Instruction »
Return the lines of the data verbatim, from the line containing "button on blazer" through the line containing "[282,54,1068,896]", with both of those lines included.

━━━━━ Recorded data ━━━━━

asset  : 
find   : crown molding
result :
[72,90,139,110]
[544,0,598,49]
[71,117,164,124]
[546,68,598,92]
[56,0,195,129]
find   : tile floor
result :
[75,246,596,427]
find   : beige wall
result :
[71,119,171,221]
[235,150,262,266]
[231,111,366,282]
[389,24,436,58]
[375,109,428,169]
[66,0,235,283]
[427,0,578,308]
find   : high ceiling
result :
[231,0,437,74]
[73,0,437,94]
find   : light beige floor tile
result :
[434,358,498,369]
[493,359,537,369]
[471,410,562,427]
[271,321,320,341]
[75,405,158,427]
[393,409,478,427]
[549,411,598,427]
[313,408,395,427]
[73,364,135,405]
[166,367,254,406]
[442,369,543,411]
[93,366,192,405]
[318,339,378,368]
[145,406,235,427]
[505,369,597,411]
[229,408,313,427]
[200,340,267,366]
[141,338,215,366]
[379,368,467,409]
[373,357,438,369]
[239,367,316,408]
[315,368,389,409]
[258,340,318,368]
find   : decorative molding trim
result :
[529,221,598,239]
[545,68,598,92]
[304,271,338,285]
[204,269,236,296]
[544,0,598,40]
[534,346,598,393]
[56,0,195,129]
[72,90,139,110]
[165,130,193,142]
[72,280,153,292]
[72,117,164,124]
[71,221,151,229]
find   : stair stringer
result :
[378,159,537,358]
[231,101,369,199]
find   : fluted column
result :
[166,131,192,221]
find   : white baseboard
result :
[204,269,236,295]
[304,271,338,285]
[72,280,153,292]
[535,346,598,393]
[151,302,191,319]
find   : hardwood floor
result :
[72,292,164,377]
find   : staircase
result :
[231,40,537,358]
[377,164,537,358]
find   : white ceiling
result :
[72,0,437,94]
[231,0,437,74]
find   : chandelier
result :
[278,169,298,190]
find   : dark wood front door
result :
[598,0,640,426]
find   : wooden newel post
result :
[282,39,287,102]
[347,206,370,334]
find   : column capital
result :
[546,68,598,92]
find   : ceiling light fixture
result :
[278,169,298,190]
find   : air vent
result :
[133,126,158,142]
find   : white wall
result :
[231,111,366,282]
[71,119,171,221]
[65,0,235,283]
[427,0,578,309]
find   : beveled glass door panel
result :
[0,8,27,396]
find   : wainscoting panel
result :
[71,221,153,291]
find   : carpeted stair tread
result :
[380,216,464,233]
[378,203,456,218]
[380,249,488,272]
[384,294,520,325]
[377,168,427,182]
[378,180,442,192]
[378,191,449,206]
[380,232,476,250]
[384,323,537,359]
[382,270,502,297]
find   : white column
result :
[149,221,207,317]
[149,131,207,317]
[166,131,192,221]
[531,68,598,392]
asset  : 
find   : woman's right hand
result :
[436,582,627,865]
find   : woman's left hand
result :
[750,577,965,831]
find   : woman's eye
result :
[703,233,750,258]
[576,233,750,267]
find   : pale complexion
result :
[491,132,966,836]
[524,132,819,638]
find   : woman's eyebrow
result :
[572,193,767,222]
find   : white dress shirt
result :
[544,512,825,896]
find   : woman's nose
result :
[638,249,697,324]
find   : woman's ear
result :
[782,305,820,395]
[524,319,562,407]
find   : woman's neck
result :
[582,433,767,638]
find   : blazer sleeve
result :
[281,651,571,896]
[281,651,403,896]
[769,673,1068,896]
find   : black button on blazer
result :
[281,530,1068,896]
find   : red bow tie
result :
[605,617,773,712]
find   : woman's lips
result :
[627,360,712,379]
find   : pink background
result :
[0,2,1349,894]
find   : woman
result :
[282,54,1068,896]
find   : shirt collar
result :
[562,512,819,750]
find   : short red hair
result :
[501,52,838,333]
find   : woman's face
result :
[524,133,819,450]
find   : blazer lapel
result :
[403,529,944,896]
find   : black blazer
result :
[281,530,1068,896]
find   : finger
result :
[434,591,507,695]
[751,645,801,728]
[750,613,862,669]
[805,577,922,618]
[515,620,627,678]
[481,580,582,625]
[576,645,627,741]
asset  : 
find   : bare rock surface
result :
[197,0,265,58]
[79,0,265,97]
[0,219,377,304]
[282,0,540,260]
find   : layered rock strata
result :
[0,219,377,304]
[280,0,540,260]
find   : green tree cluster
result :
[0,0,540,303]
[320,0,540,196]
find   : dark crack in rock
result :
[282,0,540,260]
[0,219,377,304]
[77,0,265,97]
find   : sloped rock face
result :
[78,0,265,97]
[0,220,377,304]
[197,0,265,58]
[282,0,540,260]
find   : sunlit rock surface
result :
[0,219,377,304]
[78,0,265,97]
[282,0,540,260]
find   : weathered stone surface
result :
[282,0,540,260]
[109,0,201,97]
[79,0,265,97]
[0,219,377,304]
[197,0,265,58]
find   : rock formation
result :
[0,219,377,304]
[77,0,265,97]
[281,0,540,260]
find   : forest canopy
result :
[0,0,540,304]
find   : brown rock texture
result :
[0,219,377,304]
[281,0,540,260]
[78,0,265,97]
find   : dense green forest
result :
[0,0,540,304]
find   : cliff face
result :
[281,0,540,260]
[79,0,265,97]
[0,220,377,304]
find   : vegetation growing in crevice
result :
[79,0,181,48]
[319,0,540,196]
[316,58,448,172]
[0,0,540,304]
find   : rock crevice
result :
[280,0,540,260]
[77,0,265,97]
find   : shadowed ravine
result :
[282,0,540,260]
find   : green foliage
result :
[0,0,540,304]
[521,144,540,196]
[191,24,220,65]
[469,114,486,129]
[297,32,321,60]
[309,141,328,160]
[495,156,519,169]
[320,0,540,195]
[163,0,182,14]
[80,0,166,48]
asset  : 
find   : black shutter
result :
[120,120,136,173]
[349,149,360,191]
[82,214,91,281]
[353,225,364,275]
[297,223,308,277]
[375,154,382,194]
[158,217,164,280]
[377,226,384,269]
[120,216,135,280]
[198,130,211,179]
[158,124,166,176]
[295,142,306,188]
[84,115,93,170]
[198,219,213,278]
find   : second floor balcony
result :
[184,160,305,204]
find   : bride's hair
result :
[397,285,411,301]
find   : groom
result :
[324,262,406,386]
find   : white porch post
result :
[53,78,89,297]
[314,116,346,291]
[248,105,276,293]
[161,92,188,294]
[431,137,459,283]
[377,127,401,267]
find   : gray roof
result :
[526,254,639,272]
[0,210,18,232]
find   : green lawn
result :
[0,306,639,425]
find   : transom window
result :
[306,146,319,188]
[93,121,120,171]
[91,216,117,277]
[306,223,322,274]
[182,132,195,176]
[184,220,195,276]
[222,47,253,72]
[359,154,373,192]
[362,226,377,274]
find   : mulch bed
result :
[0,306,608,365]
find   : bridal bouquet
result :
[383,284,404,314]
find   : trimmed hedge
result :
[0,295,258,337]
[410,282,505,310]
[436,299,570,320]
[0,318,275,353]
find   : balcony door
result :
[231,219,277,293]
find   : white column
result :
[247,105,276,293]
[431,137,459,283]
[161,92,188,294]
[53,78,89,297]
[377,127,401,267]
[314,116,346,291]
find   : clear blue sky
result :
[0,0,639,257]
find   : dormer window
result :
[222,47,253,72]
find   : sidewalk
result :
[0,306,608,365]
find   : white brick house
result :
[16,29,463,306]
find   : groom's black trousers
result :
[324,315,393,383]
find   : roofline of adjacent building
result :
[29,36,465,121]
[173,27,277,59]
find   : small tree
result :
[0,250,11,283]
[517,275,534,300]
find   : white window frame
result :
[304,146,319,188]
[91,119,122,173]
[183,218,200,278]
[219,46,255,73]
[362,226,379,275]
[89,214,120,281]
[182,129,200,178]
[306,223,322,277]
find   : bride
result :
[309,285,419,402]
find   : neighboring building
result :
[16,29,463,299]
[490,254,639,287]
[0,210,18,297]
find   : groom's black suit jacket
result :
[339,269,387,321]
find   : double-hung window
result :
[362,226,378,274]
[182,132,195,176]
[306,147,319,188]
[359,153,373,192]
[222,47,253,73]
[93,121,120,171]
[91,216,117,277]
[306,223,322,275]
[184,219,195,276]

━━━━━

Finished exercise »
find   : black button on blazer
result :
[281,530,1068,896]
find   : red bow tie
result :
[605,617,773,712]
find   : woman's lips
result :
[627,360,712,379]
find   : pink background
result :
[0,2,1349,894]
find   : woman
result :
[282,54,1068,896]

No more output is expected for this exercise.